(Excerpts from location labeling data)
● ● ● ● ●

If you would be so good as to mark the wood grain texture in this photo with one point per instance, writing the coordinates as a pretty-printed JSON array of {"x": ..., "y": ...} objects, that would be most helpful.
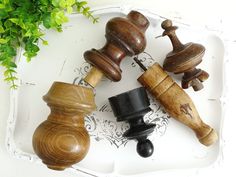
[
  {"x": 62, "y": 140},
  {"x": 125, "y": 37},
  {"x": 184, "y": 58},
  {"x": 176, "y": 102}
]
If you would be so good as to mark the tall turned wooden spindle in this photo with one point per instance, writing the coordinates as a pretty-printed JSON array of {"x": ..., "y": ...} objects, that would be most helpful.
[
  {"x": 176, "y": 102},
  {"x": 131, "y": 107},
  {"x": 125, "y": 37},
  {"x": 62, "y": 139},
  {"x": 184, "y": 58}
]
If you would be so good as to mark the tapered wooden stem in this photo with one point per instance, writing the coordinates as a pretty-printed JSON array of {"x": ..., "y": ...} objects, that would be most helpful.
[
  {"x": 184, "y": 58},
  {"x": 62, "y": 140},
  {"x": 176, "y": 102}
]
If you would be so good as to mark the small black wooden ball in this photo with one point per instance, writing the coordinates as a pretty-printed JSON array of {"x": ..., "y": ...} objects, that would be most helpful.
[{"x": 145, "y": 148}]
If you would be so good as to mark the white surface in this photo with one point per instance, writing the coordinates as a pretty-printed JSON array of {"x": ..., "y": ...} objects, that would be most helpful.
[
  {"x": 13, "y": 167},
  {"x": 65, "y": 65}
]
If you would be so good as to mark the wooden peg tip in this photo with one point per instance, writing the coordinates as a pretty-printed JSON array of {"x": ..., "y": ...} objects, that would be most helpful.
[{"x": 94, "y": 77}]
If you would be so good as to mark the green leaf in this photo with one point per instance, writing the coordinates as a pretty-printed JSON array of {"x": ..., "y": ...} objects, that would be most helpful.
[
  {"x": 20, "y": 22},
  {"x": 3, "y": 41}
]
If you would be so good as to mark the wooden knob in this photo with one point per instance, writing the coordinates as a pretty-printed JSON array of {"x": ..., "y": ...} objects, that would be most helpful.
[
  {"x": 62, "y": 140},
  {"x": 131, "y": 107},
  {"x": 184, "y": 59},
  {"x": 125, "y": 37},
  {"x": 176, "y": 102}
]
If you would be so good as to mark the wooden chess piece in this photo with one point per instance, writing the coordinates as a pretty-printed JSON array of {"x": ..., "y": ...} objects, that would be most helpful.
[
  {"x": 131, "y": 107},
  {"x": 125, "y": 37},
  {"x": 176, "y": 102},
  {"x": 184, "y": 58},
  {"x": 62, "y": 139}
]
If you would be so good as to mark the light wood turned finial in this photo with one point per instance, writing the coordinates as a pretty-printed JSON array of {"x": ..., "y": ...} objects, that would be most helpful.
[
  {"x": 184, "y": 58},
  {"x": 125, "y": 37},
  {"x": 62, "y": 140},
  {"x": 176, "y": 102}
]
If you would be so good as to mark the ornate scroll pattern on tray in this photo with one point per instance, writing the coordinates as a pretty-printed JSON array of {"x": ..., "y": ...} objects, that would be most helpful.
[{"x": 102, "y": 125}]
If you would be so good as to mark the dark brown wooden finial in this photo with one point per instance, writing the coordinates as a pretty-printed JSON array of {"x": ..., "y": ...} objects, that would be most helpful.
[
  {"x": 62, "y": 140},
  {"x": 125, "y": 37},
  {"x": 184, "y": 58}
]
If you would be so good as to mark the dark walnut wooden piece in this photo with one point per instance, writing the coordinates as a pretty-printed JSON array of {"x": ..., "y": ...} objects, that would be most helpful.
[
  {"x": 176, "y": 102},
  {"x": 62, "y": 139},
  {"x": 131, "y": 107},
  {"x": 125, "y": 37},
  {"x": 184, "y": 58}
]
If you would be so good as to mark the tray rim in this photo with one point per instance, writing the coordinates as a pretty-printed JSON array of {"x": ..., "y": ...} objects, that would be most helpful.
[{"x": 124, "y": 10}]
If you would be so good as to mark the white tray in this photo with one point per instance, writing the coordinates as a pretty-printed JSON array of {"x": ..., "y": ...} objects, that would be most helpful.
[{"x": 176, "y": 146}]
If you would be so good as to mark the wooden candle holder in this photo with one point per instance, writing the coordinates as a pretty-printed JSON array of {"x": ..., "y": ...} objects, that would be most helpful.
[
  {"x": 176, "y": 102},
  {"x": 125, "y": 37},
  {"x": 184, "y": 58},
  {"x": 62, "y": 139},
  {"x": 131, "y": 107}
]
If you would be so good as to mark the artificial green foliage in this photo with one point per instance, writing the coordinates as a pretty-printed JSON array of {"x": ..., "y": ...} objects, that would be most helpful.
[{"x": 20, "y": 22}]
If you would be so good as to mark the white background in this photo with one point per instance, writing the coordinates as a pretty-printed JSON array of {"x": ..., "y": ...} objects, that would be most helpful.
[{"x": 200, "y": 12}]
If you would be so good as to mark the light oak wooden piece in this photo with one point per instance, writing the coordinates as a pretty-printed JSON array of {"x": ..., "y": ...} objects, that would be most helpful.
[
  {"x": 176, "y": 102},
  {"x": 62, "y": 139}
]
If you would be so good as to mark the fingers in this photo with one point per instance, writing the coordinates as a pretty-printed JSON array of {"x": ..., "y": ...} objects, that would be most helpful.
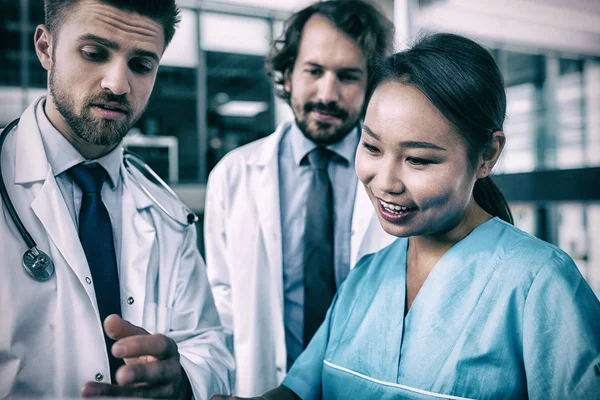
[
  {"x": 157, "y": 345},
  {"x": 117, "y": 328},
  {"x": 150, "y": 373},
  {"x": 94, "y": 389}
]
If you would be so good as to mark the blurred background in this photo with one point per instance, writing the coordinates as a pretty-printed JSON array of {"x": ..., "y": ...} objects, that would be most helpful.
[{"x": 212, "y": 95}]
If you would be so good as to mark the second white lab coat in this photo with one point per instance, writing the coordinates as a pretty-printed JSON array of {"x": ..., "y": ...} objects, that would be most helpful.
[
  {"x": 244, "y": 257},
  {"x": 51, "y": 339}
]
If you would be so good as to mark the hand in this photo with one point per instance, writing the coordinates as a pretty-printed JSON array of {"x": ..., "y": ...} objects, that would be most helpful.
[
  {"x": 151, "y": 369},
  {"x": 279, "y": 393}
]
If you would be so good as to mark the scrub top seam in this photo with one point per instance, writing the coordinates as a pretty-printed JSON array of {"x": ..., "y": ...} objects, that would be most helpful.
[{"x": 391, "y": 384}]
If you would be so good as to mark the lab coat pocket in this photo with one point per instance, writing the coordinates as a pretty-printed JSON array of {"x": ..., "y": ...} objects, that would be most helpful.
[{"x": 157, "y": 319}]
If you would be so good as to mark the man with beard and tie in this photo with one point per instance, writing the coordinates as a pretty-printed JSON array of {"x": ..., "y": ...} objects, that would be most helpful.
[
  {"x": 285, "y": 218},
  {"x": 126, "y": 310}
]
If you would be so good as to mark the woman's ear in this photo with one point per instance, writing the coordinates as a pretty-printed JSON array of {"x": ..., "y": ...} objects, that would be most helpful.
[
  {"x": 42, "y": 41},
  {"x": 491, "y": 155}
]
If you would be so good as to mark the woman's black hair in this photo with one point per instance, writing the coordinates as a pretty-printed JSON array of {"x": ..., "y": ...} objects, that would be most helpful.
[{"x": 462, "y": 80}]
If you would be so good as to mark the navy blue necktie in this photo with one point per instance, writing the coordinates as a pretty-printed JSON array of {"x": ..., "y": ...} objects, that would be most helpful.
[
  {"x": 319, "y": 278},
  {"x": 96, "y": 236}
]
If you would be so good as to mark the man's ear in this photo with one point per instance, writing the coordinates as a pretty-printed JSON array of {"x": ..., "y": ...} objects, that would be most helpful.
[
  {"x": 287, "y": 81},
  {"x": 491, "y": 155},
  {"x": 42, "y": 41}
]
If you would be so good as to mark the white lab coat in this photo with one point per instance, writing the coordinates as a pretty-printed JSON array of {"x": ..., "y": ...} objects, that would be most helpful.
[
  {"x": 242, "y": 236},
  {"x": 51, "y": 339}
]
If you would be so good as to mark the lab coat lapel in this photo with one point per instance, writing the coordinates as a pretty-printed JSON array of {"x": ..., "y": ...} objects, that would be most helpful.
[
  {"x": 138, "y": 238},
  {"x": 48, "y": 203},
  {"x": 266, "y": 196}
]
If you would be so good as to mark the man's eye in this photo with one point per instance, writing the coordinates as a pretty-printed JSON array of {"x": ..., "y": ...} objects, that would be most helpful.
[
  {"x": 94, "y": 56},
  {"x": 418, "y": 161},
  {"x": 370, "y": 148},
  {"x": 349, "y": 78},
  {"x": 140, "y": 67}
]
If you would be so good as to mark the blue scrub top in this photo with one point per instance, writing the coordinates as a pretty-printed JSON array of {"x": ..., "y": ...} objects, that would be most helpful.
[{"x": 501, "y": 315}]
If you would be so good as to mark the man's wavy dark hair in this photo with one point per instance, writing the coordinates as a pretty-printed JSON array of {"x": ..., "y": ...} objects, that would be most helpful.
[
  {"x": 359, "y": 19},
  {"x": 165, "y": 12}
]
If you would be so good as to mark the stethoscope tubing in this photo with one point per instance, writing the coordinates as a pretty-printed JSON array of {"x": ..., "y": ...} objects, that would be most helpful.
[
  {"x": 37, "y": 263},
  {"x": 4, "y": 193}
]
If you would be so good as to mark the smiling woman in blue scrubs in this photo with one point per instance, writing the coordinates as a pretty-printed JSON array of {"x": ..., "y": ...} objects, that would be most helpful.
[{"x": 464, "y": 304}]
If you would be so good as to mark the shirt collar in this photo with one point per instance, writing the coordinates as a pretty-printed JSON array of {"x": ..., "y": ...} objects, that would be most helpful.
[
  {"x": 62, "y": 155},
  {"x": 345, "y": 149}
]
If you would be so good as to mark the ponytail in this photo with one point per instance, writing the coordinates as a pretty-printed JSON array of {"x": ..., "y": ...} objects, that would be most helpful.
[{"x": 491, "y": 199}]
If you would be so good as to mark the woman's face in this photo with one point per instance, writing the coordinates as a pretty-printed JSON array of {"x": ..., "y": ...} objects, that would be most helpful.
[{"x": 414, "y": 166}]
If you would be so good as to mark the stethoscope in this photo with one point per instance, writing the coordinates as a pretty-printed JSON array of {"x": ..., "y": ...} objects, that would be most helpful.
[{"x": 38, "y": 264}]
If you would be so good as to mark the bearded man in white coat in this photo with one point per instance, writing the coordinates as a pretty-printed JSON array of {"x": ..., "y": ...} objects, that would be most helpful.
[
  {"x": 283, "y": 224},
  {"x": 127, "y": 310}
]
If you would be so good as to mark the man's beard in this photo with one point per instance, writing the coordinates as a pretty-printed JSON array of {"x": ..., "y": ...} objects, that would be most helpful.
[
  {"x": 321, "y": 132},
  {"x": 93, "y": 130}
]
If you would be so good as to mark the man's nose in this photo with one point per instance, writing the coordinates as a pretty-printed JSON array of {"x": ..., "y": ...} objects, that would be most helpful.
[
  {"x": 116, "y": 78},
  {"x": 389, "y": 178},
  {"x": 328, "y": 90}
]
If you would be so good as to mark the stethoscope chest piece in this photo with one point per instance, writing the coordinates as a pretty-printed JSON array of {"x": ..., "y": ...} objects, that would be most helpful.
[{"x": 38, "y": 264}]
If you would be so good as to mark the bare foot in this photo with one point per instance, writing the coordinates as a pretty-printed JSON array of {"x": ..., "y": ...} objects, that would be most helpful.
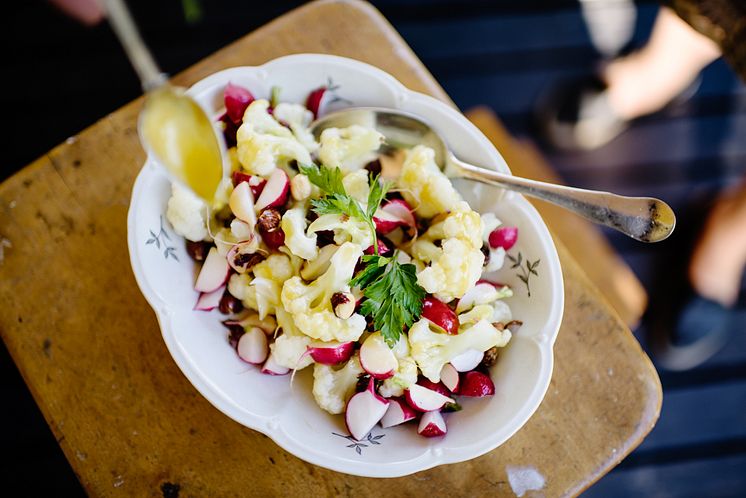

● ● ● ● ●

» Short problem
Present the entries from the line with "the stethoscope chest" through the end of the entries as a Markdown table with the columns No. and Line. Skip blank lines and leave the pictures out.

» Written response
| No. | Line |
|---|---|
| 1 | If you would be so good as to mark the stethoscope chest piece in this photo with one point per instance, writing the coordinates as a pretty-printed JSON array of {"x": ..., "y": ...} objects, that would be most helpful. |
| 2 | [{"x": 38, "y": 264}] |
| 3 | If you would be so good as to mark the bare foot in this photo with one point per instance, writing the coordinates as a pretty-printed JSON array of {"x": ..., "y": ...} objects, that would be most helpful. |